TASK ITEM: Your task is to retype each line of the data below exactly.

Referring expression pointing data
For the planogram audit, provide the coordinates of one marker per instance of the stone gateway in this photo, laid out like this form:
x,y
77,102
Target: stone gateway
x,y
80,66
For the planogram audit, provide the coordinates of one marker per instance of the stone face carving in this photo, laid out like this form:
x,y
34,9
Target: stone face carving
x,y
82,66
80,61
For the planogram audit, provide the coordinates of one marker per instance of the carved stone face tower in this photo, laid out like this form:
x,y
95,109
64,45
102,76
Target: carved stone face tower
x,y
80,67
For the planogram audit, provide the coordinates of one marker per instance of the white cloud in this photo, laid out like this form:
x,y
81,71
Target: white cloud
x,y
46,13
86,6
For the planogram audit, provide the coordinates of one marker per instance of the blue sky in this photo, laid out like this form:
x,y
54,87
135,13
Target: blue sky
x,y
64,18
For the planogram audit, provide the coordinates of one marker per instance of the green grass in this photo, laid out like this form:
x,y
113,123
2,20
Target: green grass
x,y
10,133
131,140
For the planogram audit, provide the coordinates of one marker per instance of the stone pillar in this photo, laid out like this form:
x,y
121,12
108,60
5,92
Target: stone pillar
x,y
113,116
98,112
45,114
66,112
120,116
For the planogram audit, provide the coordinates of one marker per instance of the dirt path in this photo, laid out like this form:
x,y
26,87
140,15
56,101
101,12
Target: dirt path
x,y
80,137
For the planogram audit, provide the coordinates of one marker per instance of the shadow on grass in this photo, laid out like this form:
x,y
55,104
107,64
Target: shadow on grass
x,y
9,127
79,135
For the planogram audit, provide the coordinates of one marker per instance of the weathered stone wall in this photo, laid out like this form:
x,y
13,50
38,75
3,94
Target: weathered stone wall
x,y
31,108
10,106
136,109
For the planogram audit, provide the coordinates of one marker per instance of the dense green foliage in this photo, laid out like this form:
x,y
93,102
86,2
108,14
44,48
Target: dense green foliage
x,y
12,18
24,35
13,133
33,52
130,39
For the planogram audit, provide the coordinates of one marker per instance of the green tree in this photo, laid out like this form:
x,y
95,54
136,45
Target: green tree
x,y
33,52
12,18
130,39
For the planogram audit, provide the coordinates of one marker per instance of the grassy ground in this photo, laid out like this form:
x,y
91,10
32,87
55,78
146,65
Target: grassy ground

COMPLETED TASK:
For the planogram audit, provide the coordinates of one marker per instance of the stone gateway in this photo, laid out like this form:
x,y
77,102
Target: stone gateway
x,y
80,66
For the planogram audit, provide the coordinates of one marker per instance of the stone face carving in this photo, laid out like this form:
x,y
34,9
Target: stone face carving
x,y
82,66
80,61
For the planogram audit, provide the coordinates of one marker per instance of the carved stone face tower in this photo, laid out like this form:
x,y
95,109
64,45
102,76
Target: carved stone face tower
x,y
80,67
For the planogram audit, provide the coordinates of one marker per instance of the white cloud in this photo, laid out like this form:
x,y
81,71
Target: white cloud
x,y
46,13
86,6
For the planogram audit, provide the coordinates of one marker per instance of the blue sky in this photo, laid out like this form:
x,y
54,87
135,13
Target: blue sky
x,y
64,18
For the planogram audit, provide the coordinates of one marker per instance of the green grass in this photo, laid out like this form:
x,y
113,123
2,20
Target: green grass
x,y
10,133
131,140
For the planogram audit, provide the coordinates of one marker per instance of the stone pillar in this photo, laid out like this form:
x,y
121,12
108,60
5,92
Target: stone pillar
x,y
113,116
98,112
45,114
66,112
120,116
For the planogram audit, provide the coordinates of one marker per instance of the dirt path in this photo, laid out like this form:
x,y
26,87
140,15
56,101
101,12
Target: dirt path
x,y
80,137
For the planogram audit, provide the coordinates of one marker per instance of the shadow on grass in this photo, laid out like this form:
x,y
55,104
107,64
Target: shadow on grass
x,y
9,127
79,135
For the planogram audit, provide the coordinates of one marker per instance of the weathered stone wall in this photo, laid out like this form:
x,y
13,50
38,75
3,94
Target: weathered stone wall
x,y
31,108
10,106
136,109
For the planogram audit, provide the coordinates of one marker per instance of the dense green foliage in this photo, laid out like this form:
x,y
93,102
86,2
108,14
44,48
Target: dense green foliage
x,y
12,18
24,35
13,133
33,52
130,39
For the planogram audit, provide the coordinates of one marker per instance of the green tree in this photo, laid out like this form:
x,y
95,54
136,45
Target: green tree
x,y
33,52
12,18
130,39
For the planogram audit, provide the coordinates of one marker per instance of the grassy ground in this photo, laid out like this form:
x,y
91,10
32,87
55,78
146,65
Target: grassy ground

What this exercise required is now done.